Stored records »
################
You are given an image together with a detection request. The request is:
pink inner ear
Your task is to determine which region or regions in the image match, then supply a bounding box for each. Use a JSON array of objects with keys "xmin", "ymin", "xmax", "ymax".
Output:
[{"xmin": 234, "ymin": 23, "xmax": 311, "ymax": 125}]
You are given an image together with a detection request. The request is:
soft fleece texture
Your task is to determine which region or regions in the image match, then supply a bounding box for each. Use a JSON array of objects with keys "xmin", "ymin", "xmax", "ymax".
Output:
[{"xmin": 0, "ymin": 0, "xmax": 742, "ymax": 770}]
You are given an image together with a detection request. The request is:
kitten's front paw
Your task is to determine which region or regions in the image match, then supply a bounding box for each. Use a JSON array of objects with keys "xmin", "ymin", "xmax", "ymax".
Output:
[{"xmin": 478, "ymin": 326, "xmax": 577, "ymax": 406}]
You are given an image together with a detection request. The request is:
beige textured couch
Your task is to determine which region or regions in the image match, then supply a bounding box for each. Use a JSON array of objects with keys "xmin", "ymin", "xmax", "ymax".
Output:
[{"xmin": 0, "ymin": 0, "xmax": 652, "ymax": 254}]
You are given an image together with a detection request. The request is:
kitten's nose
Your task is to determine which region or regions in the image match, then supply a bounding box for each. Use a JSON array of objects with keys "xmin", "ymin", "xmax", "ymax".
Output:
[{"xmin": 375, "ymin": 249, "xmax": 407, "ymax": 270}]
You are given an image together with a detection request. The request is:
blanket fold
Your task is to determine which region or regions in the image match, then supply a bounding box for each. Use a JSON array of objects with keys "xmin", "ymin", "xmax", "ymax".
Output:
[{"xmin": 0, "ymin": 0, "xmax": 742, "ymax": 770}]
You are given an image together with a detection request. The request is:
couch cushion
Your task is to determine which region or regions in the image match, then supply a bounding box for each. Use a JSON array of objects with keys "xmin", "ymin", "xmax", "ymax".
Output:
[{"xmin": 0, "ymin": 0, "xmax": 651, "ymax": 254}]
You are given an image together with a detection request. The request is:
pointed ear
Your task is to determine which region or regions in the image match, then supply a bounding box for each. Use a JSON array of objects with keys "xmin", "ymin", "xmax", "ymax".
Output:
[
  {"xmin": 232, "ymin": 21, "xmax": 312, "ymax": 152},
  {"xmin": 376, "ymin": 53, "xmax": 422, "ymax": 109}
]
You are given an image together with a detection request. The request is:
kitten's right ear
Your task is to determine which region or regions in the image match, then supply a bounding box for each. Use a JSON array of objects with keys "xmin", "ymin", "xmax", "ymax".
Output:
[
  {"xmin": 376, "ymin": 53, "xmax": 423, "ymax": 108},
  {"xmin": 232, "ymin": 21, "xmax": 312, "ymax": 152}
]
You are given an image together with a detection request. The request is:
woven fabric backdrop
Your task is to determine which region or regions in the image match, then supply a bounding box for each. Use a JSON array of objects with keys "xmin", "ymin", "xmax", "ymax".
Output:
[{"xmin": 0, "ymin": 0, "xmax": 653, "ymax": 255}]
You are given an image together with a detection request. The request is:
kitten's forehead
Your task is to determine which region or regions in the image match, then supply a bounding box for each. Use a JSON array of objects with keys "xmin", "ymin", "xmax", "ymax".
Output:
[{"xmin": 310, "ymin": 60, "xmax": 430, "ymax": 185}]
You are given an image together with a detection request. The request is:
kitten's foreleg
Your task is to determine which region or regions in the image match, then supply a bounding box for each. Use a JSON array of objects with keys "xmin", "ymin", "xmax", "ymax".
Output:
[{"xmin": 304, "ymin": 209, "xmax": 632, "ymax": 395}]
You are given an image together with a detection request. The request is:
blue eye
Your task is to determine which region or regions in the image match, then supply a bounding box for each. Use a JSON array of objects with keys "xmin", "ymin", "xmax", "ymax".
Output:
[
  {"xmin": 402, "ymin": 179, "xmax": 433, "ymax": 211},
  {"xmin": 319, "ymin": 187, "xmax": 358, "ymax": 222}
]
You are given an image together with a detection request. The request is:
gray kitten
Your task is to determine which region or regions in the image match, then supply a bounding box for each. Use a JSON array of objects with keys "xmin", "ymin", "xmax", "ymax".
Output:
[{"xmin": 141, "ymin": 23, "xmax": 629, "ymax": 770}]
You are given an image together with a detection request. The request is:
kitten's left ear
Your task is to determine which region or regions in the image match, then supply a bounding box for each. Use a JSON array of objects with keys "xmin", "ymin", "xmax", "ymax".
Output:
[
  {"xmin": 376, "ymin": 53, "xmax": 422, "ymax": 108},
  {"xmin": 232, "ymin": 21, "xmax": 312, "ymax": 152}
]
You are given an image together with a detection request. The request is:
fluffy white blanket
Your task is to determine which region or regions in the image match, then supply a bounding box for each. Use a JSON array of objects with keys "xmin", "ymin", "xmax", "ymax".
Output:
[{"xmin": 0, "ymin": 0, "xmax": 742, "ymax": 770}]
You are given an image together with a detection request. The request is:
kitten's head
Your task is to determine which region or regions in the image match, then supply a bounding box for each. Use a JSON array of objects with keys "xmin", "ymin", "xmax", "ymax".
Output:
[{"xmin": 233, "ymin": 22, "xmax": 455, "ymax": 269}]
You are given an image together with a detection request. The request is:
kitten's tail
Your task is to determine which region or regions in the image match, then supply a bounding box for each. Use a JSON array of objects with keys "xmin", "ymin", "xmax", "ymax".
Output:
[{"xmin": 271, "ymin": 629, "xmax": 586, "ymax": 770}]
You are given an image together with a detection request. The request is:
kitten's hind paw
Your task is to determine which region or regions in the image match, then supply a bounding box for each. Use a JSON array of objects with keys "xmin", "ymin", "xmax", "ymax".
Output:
################
Please tally how many lines of the rows above contain the word "couch", treating case as significant, and give only that number.

2